▶ [Short exercise]:
Please pull out each line below that contains the string "every" and copy it, treating uppercase and lowercase as different.

-------- Supplied entries

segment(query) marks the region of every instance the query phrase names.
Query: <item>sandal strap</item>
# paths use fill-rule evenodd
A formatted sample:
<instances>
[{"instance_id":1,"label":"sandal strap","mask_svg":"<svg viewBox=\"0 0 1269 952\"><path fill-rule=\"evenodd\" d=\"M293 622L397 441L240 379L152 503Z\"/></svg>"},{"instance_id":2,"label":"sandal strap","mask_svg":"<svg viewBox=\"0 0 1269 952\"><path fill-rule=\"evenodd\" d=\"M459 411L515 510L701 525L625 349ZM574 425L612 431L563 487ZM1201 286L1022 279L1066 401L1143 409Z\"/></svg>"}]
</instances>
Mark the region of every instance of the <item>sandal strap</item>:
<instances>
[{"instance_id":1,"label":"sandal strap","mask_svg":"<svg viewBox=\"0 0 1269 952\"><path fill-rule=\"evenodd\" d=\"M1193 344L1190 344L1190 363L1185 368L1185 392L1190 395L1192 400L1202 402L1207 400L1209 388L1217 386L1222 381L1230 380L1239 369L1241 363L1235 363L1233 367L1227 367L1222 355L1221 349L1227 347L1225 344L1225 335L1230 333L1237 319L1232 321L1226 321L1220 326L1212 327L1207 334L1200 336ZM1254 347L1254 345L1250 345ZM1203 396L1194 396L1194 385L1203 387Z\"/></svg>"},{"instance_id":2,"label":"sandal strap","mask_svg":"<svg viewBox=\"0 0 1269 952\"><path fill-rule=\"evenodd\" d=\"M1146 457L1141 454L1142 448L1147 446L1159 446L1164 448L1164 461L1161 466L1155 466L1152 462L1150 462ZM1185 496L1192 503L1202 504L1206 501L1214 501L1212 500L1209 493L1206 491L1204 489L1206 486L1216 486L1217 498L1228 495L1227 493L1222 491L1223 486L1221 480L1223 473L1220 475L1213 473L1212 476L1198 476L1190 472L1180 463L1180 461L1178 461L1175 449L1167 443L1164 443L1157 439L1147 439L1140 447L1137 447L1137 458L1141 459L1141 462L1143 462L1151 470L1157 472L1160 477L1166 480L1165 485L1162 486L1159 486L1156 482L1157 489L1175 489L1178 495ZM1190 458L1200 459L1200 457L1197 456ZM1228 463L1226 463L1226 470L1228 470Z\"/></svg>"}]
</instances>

----------------

▶ [Final result]:
segment(query) marks the region of every instance the query phrase names.
Mark the region of every instance of the <item>sandal strap</item>:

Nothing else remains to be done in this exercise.